======== Page extract

On subsequent visits to Rio, Aristélio introduced me to many other bohemian delights in Rio like the wonderful Cafe Lamas which was founded in 1874 or thereabouts, to the giant Maracanã soccer stadium for a couple of wild soccer games, to the other wonderful old traditional restaurant, the Cosmipolita where the famous steak dish, filet a Oswaldo Aranha was invented, and to so many other fantastic unforgettable places which I still remember in great detail to this day.
Aristélio was a true bohemian-intellectual-journalist-leftest-communist music fanatic. He knew all the great samba singers and composers, had all their records, was involved in the leftist resistance after the 1964 military coup—his stories of his friends’ imprisonment and torture were absolutely blood curdling—and, he loved food, jazz and life. We shared hours of fascinating conversation over countless chopes, deep belly laughs, and a few tears. As with Waldimas, our bond was immediate, strong and profound. He would do anything for me. Anything. He was a bit like a father figure—I guess he was at least 10 years older than me (it was 20)—but I looked up to his wisdom, knowledge, and worldliness as I’m sure many do their fathers. Without his protective guidance and endless stream of recommendations for music, restaurants, book stores and other fascinating places, my comprehension and knowledge of Rio would have been greatly diminished. No, not diminished because that implies that it existed at one point. No, it would have been just simpler, much less to start with, and would be far poorer today, and far less meaningful to me.
Shall we cut to the chase…again?
|Aristélio Andrade 1934-2010|
I have no idea today if Aristélio is alive or dead. Sometime in the early 2000s, his phone number changed, and he retired, canceled his email address, and he moved to the small town in the mountains outside Rio call Novo Friburgo. Somehow, after emailing some folks, in 2009 I secured his new home number. On my trip to Rio in that year, I called him and discovered that he was very sick due to, guess what? Cancer. Again. He was in very bad shape, was on oxygen, and maybe bedridden. He invited me to come visit. I so much wanted to see him again, and he wanted to see me. But after thinking about seeing him in that condition, I, perhaps selfishly, decided not to make the trip. My memories of him were all so positive, so strong, and they were memories of a healthy Aristélio. I realized that if I went up to visit him, my final memories of him would be of an ailing, frail old man. And I choose to not let those images take over all the hundreds, thousands of little pictures in my mind of all wonderful things and conversations we had over nearly 30 years. Maybe I did the wrong thing. Perhaps I should have gone. But I didn’t. And I can’t really call him because I didn’t inform him of my decision and felt strange about that, embarrassed. And if I call, and if he has since passed away, which could very well be the case, I would feel awkward and clumsy speaking with his widow, or his children or his grandchildren. As I type this, I realize that all this has been about me. I denied my friend Aristélio something he dearly wanted from me…a last visit, and I’ll assume it would have been the last.
I’ve just decided I need to call him, regardless. Our friendship means to much to both of us to let my fears and inhibitions control the circumstances of our relationship.
I just hope it’s not too late…
Update: 6 Dec, 2010…I just noticed a comment to this post from a French journalist who knew Aristélio which informed me of Aristélio’s passing in early March of this year. I am such an asshole for not having gone to visit him last year when I had the chance. Idiota. Idiota. Idiota.

================
======== Data for analysis

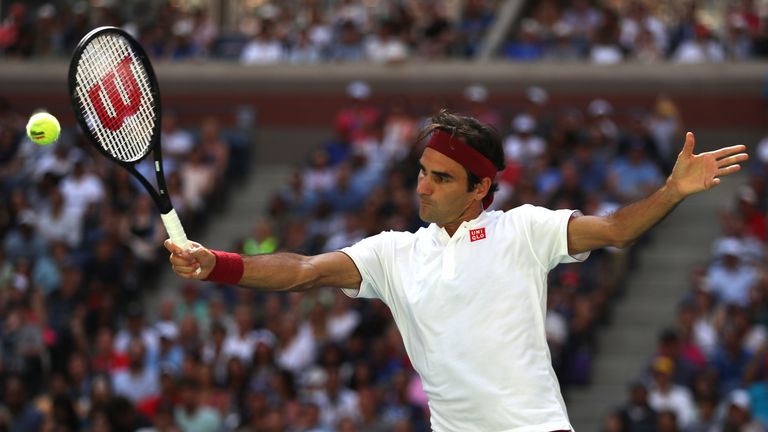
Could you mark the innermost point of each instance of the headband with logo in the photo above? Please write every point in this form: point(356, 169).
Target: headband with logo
point(466, 156)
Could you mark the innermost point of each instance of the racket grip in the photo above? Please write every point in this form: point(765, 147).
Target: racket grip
point(174, 229)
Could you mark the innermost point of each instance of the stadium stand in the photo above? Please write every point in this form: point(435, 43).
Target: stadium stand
point(78, 351)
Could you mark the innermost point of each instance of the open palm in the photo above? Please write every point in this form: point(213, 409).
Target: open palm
point(697, 172)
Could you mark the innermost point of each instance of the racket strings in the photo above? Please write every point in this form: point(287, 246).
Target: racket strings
point(116, 97)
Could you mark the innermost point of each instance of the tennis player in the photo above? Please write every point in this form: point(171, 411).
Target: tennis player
point(468, 292)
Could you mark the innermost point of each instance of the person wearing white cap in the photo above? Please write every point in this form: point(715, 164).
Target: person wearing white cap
point(522, 146)
point(468, 293)
point(729, 276)
point(478, 107)
point(738, 415)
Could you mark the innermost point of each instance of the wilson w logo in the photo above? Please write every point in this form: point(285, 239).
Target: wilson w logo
point(121, 109)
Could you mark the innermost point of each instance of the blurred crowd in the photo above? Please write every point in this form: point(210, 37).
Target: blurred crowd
point(80, 240)
point(641, 31)
point(710, 369)
point(257, 32)
point(387, 32)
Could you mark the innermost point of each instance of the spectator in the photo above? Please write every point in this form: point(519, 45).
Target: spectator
point(665, 395)
point(264, 47)
point(190, 415)
point(738, 415)
point(637, 415)
point(139, 381)
point(729, 276)
point(702, 48)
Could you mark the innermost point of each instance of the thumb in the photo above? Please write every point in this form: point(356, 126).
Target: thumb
point(172, 247)
point(690, 143)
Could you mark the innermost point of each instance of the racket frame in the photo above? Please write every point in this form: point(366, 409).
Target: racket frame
point(159, 194)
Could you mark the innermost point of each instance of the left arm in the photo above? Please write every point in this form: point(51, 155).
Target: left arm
point(691, 174)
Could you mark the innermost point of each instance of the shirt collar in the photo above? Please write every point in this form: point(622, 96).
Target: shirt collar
point(441, 235)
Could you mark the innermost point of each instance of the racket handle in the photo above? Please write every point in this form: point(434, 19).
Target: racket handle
point(174, 229)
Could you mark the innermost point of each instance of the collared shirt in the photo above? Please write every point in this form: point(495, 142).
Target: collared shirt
point(471, 310)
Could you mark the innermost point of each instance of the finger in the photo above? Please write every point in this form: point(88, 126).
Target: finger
point(727, 170)
point(186, 269)
point(727, 151)
point(732, 160)
point(690, 143)
point(180, 260)
point(172, 247)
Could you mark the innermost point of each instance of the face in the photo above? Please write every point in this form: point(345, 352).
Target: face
point(442, 189)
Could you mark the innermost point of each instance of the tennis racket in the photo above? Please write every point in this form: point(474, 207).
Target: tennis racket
point(116, 101)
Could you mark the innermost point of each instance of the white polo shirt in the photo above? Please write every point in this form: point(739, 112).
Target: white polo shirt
point(471, 311)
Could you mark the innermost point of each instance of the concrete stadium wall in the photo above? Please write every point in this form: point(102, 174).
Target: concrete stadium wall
point(298, 103)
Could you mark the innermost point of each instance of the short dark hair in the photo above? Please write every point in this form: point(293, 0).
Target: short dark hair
point(480, 136)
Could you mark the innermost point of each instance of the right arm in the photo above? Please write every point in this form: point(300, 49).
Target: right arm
point(272, 272)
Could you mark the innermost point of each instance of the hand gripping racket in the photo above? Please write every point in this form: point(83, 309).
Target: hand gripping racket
point(116, 100)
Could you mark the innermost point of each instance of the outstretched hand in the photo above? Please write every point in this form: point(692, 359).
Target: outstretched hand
point(698, 172)
point(197, 262)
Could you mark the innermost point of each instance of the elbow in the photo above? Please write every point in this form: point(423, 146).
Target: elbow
point(621, 242)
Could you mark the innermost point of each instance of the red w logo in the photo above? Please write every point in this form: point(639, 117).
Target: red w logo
point(121, 109)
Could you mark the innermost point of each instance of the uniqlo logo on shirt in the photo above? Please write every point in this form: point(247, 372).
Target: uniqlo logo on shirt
point(476, 234)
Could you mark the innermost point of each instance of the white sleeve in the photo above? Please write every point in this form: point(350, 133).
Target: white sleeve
point(369, 255)
point(548, 235)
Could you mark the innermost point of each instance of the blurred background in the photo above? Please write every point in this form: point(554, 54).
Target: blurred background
point(289, 126)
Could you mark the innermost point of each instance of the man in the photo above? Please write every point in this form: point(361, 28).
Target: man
point(468, 292)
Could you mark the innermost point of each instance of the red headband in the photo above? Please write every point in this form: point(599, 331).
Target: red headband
point(466, 156)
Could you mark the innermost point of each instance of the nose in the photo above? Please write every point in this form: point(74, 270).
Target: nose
point(422, 186)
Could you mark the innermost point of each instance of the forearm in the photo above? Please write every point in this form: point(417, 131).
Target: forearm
point(630, 222)
point(278, 272)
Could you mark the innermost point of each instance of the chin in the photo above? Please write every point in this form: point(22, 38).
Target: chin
point(425, 216)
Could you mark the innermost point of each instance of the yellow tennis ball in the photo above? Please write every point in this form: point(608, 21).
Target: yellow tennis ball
point(43, 128)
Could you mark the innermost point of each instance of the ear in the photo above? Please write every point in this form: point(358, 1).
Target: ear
point(482, 188)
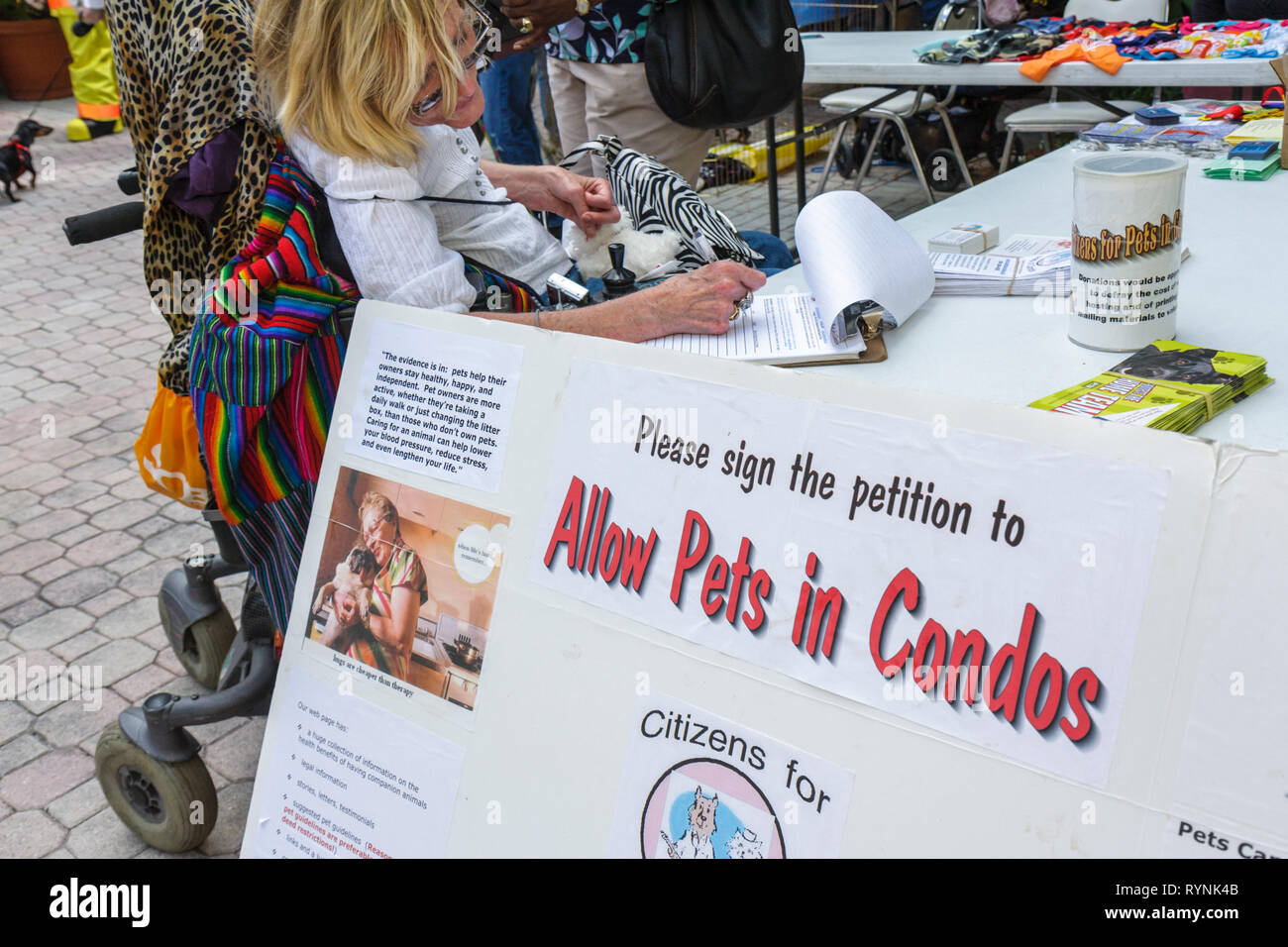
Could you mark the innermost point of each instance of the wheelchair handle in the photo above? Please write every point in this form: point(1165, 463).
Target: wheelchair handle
point(129, 182)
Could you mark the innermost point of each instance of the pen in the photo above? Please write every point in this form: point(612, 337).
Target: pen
point(703, 247)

================

Questions -
1: List every place in Rio that the paragraph beginning "On subsequent visits to Rio" in the piece about Aristélio names.
2: Rewrite the paragraph of the piece about Aristélio that begins "Aristélio was a true bohemian-intellectual" as a short bulleted list that keeps its main facts.

Answers -
1:
- Cafe Lamas
- Maracanã soccer stadium
- Cosmipolita

2:
- Aristélio was a bohemian, intellectual journalist, a communist, and a music fanatic.
- He knew the great samba singers and composers and owned all their records.
- He took part in the leftist resistance after the 1964 military coup and told harrowing stories of friends who were imprisoned and tortured.
- He loved food, jazz and life.
- The two shared hours of conversation over countless chopes, with laughter and a few tears, and formed an immediate, deep bond.
- He was 20 years older and served as a kind of father figure, admired for his wisdom, knowledge and worldliness.
- His guidance and recommendations for music, restaurants, book stores and other places shaped the writer's understanding of Rio, which would otherwise have been far poorer and less meaningful.